◆ Information given
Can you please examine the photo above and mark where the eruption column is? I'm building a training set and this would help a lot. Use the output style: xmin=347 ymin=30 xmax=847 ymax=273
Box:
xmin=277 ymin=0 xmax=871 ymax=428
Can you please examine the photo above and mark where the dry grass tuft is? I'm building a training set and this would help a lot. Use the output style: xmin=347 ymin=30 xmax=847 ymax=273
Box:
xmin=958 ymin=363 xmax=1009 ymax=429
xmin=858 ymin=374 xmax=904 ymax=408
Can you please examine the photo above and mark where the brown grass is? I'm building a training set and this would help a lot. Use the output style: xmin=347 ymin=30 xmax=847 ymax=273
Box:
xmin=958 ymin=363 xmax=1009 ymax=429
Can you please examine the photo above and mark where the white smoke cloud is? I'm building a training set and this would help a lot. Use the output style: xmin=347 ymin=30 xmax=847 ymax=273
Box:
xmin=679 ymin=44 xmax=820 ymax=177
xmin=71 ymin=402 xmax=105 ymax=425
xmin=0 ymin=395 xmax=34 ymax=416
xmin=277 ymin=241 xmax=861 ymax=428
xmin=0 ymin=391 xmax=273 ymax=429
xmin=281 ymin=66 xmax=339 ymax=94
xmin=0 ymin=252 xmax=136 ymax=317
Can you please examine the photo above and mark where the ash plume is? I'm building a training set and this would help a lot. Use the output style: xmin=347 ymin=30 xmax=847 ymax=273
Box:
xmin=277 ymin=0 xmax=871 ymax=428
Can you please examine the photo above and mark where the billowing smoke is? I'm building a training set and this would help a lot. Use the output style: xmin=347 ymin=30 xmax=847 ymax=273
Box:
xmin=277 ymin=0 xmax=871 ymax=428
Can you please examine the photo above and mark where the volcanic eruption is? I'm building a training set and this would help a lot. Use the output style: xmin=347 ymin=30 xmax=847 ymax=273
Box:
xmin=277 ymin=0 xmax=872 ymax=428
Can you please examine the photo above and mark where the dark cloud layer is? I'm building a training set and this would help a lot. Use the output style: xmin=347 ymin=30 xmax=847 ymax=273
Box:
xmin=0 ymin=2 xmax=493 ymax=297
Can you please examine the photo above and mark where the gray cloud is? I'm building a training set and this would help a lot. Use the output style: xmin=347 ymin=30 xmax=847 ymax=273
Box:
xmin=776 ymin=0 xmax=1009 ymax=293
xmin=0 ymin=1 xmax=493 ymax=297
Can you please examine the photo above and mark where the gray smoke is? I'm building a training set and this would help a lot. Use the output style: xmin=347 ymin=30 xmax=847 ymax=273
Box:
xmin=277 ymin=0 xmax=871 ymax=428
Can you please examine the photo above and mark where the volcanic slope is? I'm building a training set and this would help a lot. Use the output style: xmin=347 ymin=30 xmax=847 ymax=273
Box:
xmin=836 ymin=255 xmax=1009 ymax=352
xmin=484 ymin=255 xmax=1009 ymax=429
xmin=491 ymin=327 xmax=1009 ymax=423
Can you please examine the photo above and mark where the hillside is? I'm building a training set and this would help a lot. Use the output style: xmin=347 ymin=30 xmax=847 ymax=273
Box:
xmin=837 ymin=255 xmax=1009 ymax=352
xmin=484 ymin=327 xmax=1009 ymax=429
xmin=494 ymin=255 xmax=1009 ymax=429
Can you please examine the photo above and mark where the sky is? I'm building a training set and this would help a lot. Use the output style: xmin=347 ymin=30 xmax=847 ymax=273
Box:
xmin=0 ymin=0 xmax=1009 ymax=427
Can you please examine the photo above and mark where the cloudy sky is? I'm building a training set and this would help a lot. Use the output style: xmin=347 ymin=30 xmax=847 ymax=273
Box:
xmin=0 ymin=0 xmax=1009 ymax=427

◆ Problem
Could you write out all of the records above again, word for word and in the same order, with nothing added or left out?

◆ Reply
Can you please examine the photo above and mark where the eruption column is? I'm building a training set and this would help a lot. Use the output style: xmin=347 ymin=30 xmax=847 ymax=273
Box:
xmin=277 ymin=0 xmax=871 ymax=428
Can you please examine the photo above and mark where the dry grass tuft is? I'm building a training set and this would help a lot. Use the output style: xmin=347 ymin=30 xmax=847 ymax=273
Box:
xmin=958 ymin=363 xmax=1009 ymax=429
xmin=858 ymin=374 xmax=904 ymax=408
Can you please examine the photo above and mark where the brown grass is? I'm building a training set and this would help a lot. Use the output style: xmin=347 ymin=30 xmax=847 ymax=273
Box:
xmin=958 ymin=363 xmax=1009 ymax=429
Can you please examine the photo above and mark where the white smoke cloud is? I'm building a training set and this would help a lot. Use the output style: xmin=347 ymin=30 xmax=847 ymax=273
Box:
xmin=679 ymin=44 xmax=820 ymax=177
xmin=71 ymin=402 xmax=105 ymax=425
xmin=0 ymin=395 xmax=34 ymax=416
xmin=277 ymin=241 xmax=861 ymax=428
xmin=0 ymin=391 xmax=273 ymax=429
xmin=281 ymin=66 xmax=339 ymax=94
xmin=0 ymin=252 xmax=136 ymax=317
Can you please examine the photo above and mark where the ash plume is? I'm building a training set and this would help a lot. Use the output style: xmin=347 ymin=30 xmax=847 ymax=273
Box:
xmin=277 ymin=0 xmax=871 ymax=428
Can you please examine the photo above and mark where the billowing smoke is? I'm building a training set and this would help a lot. Use the output style: xmin=347 ymin=30 xmax=847 ymax=273
Box:
xmin=277 ymin=0 xmax=871 ymax=428
Can you please examine the photo above and mark where the volcanic eruption is? I'm building a training set and this would help a lot. Use the output style: xmin=347 ymin=30 xmax=847 ymax=273
Box:
xmin=277 ymin=0 xmax=872 ymax=428
Can you please examine the photo above and mark where the dark cloud layer is? I'm building a training set and this would help a lot. Use the output style: xmin=347 ymin=30 xmax=847 ymax=273
Box:
xmin=0 ymin=2 xmax=493 ymax=297
Can you please examine the photo above and mark where the gray cloud is? I'm building a training set and this would help a lot. Use the output style: xmin=347 ymin=30 xmax=847 ymax=273
Box:
xmin=776 ymin=0 xmax=1009 ymax=293
xmin=0 ymin=1 xmax=493 ymax=297
Can you please examine the photo above and mark where the gray smoke is? I'm building a training set and this would help a lot. Use the output style: xmin=347 ymin=30 xmax=847 ymax=273
Box:
xmin=277 ymin=0 xmax=871 ymax=428
Can you please examine the photo above and mark where the volcanic slope is? I'm building a training set and this would help a lot. Use the output style: xmin=347 ymin=30 xmax=847 ymax=273
Box:
xmin=836 ymin=255 xmax=1009 ymax=352
xmin=484 ymin=255 xmax=1009 ymax=429
xmin=491 ymin=327 xmax=1009 ymax=423
Can you please examine the photo above and mark where the hillside is? I'm building a training set and this would help a lot. Use the output style: xmin=347 ymin=30 xmax=847 ymax=273
Box:
xmin=837 ymin=255 xmax=1009 ymax=352
xmin=484 ymin=327 xmax=1009 ymax=429
xmin=494 ymin=255 xmax=1009 ymax=429
Can you please examine the photo above and mark where the sky is? I'm building a training set and this would help a lot. Use the output style: xmin=347 ymin=30 xmax=847 ymax=273
Box:
xmin=0 ymin=0 xmax=1009 ymax=427
Can you please examine the photo above and mark where the cloudy sky is? I'm building a training set and this would help a lot. Use the output style: xmin=347 ymin=30 xmax=847 ymax=273
Box:
xmin=0 ymin=0 xmax=1009 ymax=427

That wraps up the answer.